◆ **Exercise instructions**
Extend the film review blog below, beginning directly after its final sentence.

Thursday, July 03, 2008


i suspect this is one of the finest films ever made. in a way it works like a well-constructed sonnet; the body of the film like a series of coolly uncovered revelations; the ending punchline - 'it's chinatown' - like a severed rhyming couplet that functions to wearily justify what has gone before. nicholson's final loaded facial expression, staring into the car where dunaway has just been shot, mixes acceptance, fatigue, anger. anger because he's lost another potential kindred spirit to the perils of the chinatown miasma, acceptance because he's also looking at what cross (john huston) has claimed as his own - the future. huston gropes the writhing daughter away from the car; his enormous hands smother discordant and horrible screams; he is back in control of secrets. it struck me watching the film again recently that the last words heard here are actually not 'it's chinatown', but the bellowed orders of a cop ordering bystanders to 'stand back' and to 'get off the street' as the police sirens arrive. it's the staple of so many action films to end in the glow of sirens & blue/red police lights; they signify that atypical narrative chaos is over & that the authorities are here both to recognise the discord in their own terms & to reclaim control. as he does throughout the film, polanksi toys with genre by introducing the screaming police sirens here. in this context the cops do the inverse of comforting the spectator - rather they ensure that the site of cross's reclamation is undisturbed by onlookers or people who might obstruct the inevitable advancement of rich men - "get off the street!". as dunaway wails moments before she is killed: "he (cross) owns the police!".

Monday, December 17, 2007


michael mann is an american master & this is a wonderful film. i made the fatal error of seeing the 'red dragon' remake a few years back & 'manhunter' follows almost precisely the same plot line (tho mann excludes the emphasis on Blakean decryption that dominates the remake). already knowing the outcome of various investigative revelation scenes didn't much help in my appreciation of 'manhunter' as a geuinely 'scary' film, tho i'm sure it was at the time.

◆ **Data for review**

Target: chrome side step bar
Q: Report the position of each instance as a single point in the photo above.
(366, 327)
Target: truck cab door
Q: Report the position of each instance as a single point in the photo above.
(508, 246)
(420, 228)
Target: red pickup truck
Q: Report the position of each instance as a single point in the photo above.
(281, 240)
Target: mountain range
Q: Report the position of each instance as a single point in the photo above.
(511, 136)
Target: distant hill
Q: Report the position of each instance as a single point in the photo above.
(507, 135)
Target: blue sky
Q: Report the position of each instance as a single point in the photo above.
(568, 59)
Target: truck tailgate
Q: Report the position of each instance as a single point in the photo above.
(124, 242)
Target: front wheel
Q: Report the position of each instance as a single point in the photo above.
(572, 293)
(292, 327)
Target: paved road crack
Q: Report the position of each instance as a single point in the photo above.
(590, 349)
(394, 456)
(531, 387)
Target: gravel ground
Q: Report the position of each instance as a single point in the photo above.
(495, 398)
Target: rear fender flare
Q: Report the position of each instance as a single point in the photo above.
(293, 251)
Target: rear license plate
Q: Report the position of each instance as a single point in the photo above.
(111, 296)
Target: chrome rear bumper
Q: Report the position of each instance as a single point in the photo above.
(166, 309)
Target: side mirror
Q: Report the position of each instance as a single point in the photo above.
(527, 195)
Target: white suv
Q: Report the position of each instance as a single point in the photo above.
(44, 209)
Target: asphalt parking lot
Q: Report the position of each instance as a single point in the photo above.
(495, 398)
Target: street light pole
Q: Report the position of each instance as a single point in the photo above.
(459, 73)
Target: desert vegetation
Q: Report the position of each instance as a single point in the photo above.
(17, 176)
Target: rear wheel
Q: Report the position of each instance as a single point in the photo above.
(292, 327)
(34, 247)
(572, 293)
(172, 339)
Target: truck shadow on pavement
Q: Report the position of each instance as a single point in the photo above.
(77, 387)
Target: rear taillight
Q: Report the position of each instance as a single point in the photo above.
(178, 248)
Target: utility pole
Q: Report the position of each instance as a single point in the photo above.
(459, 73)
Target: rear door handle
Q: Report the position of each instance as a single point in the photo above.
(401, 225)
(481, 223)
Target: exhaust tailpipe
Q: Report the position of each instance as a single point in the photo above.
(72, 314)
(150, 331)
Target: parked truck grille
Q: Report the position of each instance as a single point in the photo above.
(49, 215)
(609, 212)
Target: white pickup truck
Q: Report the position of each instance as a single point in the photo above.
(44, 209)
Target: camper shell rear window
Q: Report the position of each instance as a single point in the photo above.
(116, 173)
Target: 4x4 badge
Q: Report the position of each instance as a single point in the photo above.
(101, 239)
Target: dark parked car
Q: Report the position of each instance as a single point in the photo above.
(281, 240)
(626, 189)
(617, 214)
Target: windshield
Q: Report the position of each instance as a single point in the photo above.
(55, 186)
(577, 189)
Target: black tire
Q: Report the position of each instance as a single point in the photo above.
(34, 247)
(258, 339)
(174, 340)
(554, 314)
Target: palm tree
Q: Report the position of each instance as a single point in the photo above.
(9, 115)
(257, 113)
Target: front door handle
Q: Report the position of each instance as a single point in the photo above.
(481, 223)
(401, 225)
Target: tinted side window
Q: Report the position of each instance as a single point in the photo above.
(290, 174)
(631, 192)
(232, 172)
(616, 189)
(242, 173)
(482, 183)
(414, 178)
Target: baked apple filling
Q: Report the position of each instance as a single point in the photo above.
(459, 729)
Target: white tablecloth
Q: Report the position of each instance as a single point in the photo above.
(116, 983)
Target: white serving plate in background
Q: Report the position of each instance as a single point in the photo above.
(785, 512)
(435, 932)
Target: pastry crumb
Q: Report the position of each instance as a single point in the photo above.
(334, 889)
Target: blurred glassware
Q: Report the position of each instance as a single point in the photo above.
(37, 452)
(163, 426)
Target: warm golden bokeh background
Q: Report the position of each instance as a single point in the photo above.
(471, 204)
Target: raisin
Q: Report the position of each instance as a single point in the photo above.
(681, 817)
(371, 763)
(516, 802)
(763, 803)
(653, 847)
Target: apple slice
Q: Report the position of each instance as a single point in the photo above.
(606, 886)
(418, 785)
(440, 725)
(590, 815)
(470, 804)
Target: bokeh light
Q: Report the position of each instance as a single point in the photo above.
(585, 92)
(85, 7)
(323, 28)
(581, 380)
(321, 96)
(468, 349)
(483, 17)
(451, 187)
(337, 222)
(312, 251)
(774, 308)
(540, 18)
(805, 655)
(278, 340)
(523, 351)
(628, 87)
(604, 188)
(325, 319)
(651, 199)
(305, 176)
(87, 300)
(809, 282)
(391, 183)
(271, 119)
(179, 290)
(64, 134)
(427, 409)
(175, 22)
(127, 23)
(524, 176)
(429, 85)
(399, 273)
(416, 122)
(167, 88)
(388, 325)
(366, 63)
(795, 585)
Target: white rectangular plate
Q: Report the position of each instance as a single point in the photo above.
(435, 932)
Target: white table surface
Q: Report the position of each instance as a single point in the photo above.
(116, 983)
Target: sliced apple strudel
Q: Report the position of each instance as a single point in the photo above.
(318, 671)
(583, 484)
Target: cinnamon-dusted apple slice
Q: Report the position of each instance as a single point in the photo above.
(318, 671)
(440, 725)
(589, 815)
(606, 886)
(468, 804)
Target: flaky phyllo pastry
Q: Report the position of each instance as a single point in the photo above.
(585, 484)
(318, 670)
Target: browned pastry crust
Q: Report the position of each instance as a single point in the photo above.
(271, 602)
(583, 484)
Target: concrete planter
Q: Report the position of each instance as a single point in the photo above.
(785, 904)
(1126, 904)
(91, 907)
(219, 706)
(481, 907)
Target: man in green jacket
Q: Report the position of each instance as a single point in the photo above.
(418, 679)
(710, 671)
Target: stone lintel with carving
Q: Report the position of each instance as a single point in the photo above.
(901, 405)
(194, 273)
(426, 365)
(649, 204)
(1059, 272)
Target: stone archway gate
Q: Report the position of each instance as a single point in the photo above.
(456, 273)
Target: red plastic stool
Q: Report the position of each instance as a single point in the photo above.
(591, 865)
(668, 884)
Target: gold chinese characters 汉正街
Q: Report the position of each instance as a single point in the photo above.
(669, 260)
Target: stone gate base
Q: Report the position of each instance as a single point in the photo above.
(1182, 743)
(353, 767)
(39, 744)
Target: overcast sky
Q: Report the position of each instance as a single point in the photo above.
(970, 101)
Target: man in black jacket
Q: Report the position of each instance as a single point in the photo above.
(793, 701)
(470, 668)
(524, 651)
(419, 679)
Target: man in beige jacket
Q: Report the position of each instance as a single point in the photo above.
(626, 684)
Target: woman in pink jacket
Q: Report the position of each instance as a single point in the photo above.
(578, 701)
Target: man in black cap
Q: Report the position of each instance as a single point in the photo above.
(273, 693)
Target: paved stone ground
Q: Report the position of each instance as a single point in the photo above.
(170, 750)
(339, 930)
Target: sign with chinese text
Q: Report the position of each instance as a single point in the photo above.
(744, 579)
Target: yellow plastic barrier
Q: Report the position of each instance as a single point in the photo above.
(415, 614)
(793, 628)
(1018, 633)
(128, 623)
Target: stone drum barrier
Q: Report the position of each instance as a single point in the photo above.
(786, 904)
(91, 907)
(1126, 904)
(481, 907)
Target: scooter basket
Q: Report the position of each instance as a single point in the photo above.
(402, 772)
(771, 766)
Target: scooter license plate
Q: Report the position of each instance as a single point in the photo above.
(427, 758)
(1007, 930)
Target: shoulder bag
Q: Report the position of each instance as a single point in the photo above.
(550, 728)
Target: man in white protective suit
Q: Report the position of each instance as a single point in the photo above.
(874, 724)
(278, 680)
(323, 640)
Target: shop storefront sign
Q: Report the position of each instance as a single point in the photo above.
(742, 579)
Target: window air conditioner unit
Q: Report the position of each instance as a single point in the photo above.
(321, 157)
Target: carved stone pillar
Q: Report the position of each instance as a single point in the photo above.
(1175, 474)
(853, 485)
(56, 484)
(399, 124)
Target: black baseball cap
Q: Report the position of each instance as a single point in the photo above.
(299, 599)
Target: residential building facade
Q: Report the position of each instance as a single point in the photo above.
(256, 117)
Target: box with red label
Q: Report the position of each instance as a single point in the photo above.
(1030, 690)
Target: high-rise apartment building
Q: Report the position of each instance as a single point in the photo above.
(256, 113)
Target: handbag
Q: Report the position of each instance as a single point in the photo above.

◆ **Output**
i love directors that basically riff on a theme. in this respect 'manhunter' as a title is interesting. it's probably the worst title of mann's career (& it appears as if it was changed at the last minute to encourage some box office attraction), but it has slight ramifications for the rest of mann's career. his best films (heat/the insider/miami vice) have him 'hunting' after the spirit of brilliantly talented 'men' who can only become the men they want or can become by sacrificing connections with the women in their lives. it is probably the principal fault of mann as a dramatist that his women characters consistenly threaten to become little more than angelic obstacles to the proper exercise of male vocations. but this is slightly unfair; diane venora's character in 'heat' delivers the key soliloquy of that epic, summarising all that is grotesque about husband pacino's lifestyle, & the women in 'miami vice' are as much 'players' of the hyper-cool undercover game as the male leads. at the level of character development, however, 'manhunter' is almost wholly about will graham's ability to suspend familial easefulness such that he might get back on the 'manhunt'. indeed, momentary sequences (such as an astounding close-up of graham's disturbed face interlaced with scenes of mother/son innocence) hint at the potential impossibility of any reconciliation between what graham 'does' for a living with any form of familial ambition.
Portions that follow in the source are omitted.